BEGIN WORKING DATA
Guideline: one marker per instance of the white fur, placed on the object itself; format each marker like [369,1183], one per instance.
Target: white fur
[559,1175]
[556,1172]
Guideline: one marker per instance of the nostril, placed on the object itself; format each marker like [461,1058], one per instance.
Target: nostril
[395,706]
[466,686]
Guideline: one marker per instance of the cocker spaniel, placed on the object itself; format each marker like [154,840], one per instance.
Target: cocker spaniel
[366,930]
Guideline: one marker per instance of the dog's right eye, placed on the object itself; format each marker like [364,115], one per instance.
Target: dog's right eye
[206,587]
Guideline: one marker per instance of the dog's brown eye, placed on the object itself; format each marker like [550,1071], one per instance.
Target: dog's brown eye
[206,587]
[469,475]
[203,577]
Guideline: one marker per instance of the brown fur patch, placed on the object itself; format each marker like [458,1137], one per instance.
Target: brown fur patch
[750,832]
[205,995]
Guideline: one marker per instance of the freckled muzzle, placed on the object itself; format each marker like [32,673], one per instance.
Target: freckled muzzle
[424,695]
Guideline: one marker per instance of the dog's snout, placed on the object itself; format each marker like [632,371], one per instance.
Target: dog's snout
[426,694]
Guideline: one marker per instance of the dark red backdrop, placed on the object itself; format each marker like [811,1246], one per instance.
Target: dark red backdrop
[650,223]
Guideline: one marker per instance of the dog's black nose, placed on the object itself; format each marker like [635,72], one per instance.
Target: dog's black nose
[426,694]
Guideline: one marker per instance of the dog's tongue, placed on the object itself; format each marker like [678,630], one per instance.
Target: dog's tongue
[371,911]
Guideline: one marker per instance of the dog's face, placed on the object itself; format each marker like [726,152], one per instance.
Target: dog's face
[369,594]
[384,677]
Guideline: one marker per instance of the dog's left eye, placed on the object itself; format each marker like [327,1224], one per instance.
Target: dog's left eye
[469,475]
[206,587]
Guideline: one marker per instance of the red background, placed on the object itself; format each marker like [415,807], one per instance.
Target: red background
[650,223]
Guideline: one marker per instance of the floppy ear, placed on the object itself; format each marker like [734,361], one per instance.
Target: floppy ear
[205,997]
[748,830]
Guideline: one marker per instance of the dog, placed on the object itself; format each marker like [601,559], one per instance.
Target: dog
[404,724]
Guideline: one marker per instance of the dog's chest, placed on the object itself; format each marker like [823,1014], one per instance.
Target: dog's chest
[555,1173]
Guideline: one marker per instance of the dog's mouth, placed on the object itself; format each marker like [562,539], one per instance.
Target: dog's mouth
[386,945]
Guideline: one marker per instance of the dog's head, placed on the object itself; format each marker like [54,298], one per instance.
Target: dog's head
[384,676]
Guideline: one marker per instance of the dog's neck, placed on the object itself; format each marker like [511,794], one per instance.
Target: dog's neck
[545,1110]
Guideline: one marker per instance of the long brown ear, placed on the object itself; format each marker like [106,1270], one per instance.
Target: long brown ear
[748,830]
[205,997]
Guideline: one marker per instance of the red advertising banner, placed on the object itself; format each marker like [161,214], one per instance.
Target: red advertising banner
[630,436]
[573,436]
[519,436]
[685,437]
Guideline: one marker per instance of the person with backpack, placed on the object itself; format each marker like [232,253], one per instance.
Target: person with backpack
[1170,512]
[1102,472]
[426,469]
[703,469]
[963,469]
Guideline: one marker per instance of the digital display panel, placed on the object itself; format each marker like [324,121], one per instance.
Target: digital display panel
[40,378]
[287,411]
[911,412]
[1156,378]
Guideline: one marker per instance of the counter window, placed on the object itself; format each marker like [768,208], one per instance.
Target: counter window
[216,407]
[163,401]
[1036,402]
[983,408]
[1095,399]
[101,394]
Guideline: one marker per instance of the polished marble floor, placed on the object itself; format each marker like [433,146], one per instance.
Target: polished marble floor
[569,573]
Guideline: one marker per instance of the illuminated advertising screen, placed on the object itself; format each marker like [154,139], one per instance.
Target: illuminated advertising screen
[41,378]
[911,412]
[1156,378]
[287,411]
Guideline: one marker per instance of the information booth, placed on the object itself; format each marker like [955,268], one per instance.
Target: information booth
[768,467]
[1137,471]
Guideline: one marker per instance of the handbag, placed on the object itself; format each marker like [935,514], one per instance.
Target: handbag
END WORKING DATA
_ACTIVITY_
Only the number is wanted: how many lines of the data contain the word "handbag"?

_TASK RESPONSE_
2